====== DOCUMENT SECTION

Although hundreds of smuggling tunnels between Egypt and Gaza were destroyed under Morsi’s military campaign, according to Sabry and Bedouin activists in North Sinai, it was nothing more than a media stunt used by the former government to distract Egyptians from the ongoing injustice.

“Operation Eagle was a failure; the majority of the tunnels are still operating. With the new development projects in Gaza, the need for them has grown, and this has increased strife,” says Bedouin rights activist Said Abdel Hedi, also of the Sawairka tribe. Abdel Hedi addsthat conflict between the Sawairka and Tarabeen tribes has increased since the late emir of Qatar invested $4 billion to develop Gaza.

Like many Bedouin, Abdel Hedi also criticized Morsi and his government for their alignment with Hamas, claiming  that the group gained further dominance over Sinai under Morsi’s presidency.

Sinai Post-Morsi

Prior to June 30, when confronted with the list of Bedouin complaints against Morsi, while still in power, the FJP provided a number of justifications. Dina Zakaria, a party spokesperson and co-founder of FJP’s Foreign Relations Committee held the transitional period and the counter-revolutionary forces accountable for blockading Morsi. She maintained that these hostile elements prevented  the Nahda’s development initiatives from taking off the ground. The influence of the Supreme Council of Armed Forces, as well as poor media coverage and people’s unrealistic expectations, were also listed as compounding obstacles facing Morsi and the FJP.

Irrespective of the FJP’s justifications, the list of empty promises has caused many of Sinai’s residents to feel the same resentment towards Morsi and the Brotherhood as they felt towards previous governments, which similarly neglected their basic needs. Accordingly Sabry alleges many of Sinai’s populous chose to support Morsi’s ouster, adding however that the region has not been immune from the severe polarization seen around the country.

“Morsi has left us in a worse predicament than we were under Mubarak, who at least enforced security,” said Abdel Hedi, echoing a sentiment felt by many throughout Egypt. The deteriorating socio-economic and primarily security conditions have led some locals to flee the volatile territory, particularly Coptic Christians who are often targeted by Islamic militants following Morsi’s removal from office. Locals who supported his dismissal and participate in anti Morsi rallies have also been victimized by militants and pro-Morsi sympathizers, another example of the dangerously expanding social divisions and polarization in Egypt.

“Since Morsi’s ouster, militants have increased their offensive against all his opponents as they do not want the old regime to return,” explained Ahmed Abu Deera, a local Bedouin from al-Arish, and a member of North Sinai’s Sawairka tribe. Abu Deera adds that not all militants are Morsi and Brotherhood supporters. Some are more concerned with protecting their self-interests linked to lucrative illicit trade that would be affected by tighter security measures, as was the case under Mubarak. Other militants, he says, have chosen to obey recent fatwas made by prominent Islamists to take up arms in defense of the “Islamist project,” he said.

============
====== RECORD SET

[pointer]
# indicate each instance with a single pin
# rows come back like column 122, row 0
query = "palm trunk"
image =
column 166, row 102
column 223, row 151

============

§ **EXERCISE DIRECTIONS**: Condense the paragraph of the Sinai passage that begins "Prior to June 30" into a brief bulleted list that retains its main facts. The entries are not required for the work asked here.

§ **EXPECTED ANSWER**:
- Before June 30, while Morsi was still in power, the FJP offered several justifications when confronted with Bedouin complaints against him.
- Dina Zakaria, a party spokesperson and co-founder of the FJP's Foreign Relations Committee, blamed the transitional period and counter-revolutionary forces for blockading Morsi.
- She said these hostile elements kept the Nahda's development initiatives from getting off the ground.
- Further obstacles cited were the influence of the Supreme Council of Armed Forces, poor media coverage and people's unrealistic expectations.